**TASK INSTRUCTIONS:** Please collect each line of the records that contains the string "instance". Case counts.
** Start of PROVIDED DATA **
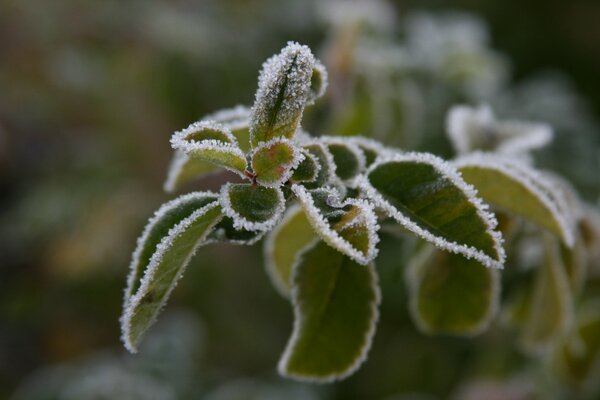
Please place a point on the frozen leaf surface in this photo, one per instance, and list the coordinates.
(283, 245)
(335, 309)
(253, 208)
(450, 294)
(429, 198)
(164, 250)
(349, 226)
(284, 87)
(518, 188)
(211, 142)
** End of PROVIDED DATA **
** Start of PROVIDED DATA **
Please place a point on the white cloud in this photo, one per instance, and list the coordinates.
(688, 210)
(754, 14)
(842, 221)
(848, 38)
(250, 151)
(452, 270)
** End of PROVIDED DATA **
**EXPECTED ANSWER:**
Please place a point on the frozen leaf surface in this photo, one per instance, and list the coordinates.
Please place a point on the white cloud in this photo, one per instance, and list the coordinates.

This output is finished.